• Records to process
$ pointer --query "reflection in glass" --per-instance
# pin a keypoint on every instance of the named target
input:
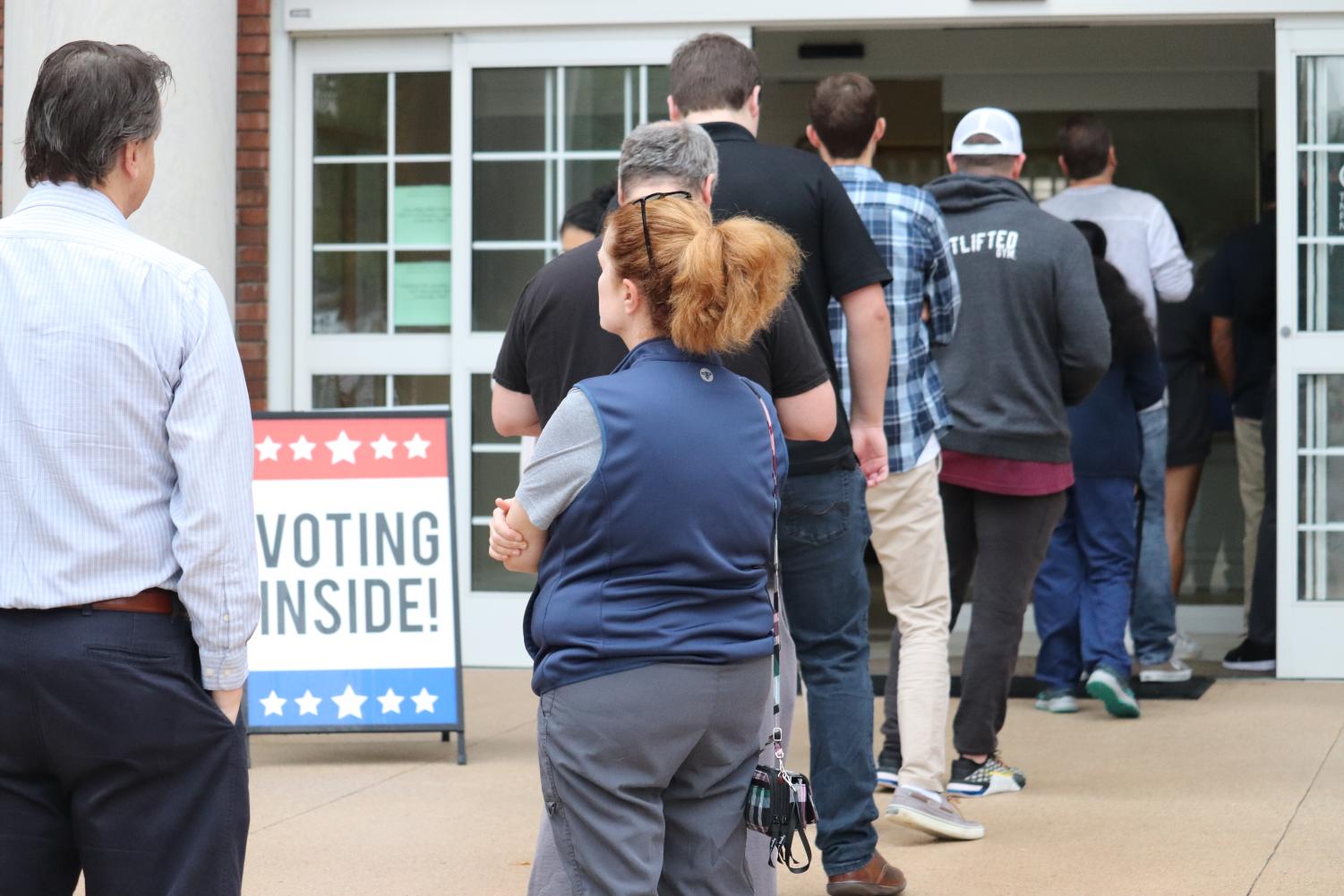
(509, 201)
(1320, 99)
(1320, 287)
(421, 389)
(350, 292)
(498, 278)
(509, 110)
(424, 120)
(350, 389)
(350, 203)
(350, 115)
(600, 107)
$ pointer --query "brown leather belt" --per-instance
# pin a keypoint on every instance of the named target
(148, 601)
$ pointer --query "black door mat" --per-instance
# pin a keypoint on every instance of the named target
(1027, 688)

• Exercise aim
Quote all of the records above line for line, without the pictures.

• Output below
$ pointer --query "reflection in glass" --per-instance
# pin a keypoint on every instance of the named target
input:
(509, 201)
(1320, 99)
(1320, 287)
(421, 389)
(350, 292)
(498, 278)
(509, 110)
(424, 120)
(350, 389)
(350, 203)
(350, 115)
(600, 107)
$ pointer --query "brown leather belt" --per-instance
# pin a keypoint on every instance of the named target
(148, 601)
$ pointer --query "black door mat" --per-instance
# pin a keypoint on every instance of the named target
(1027, 688)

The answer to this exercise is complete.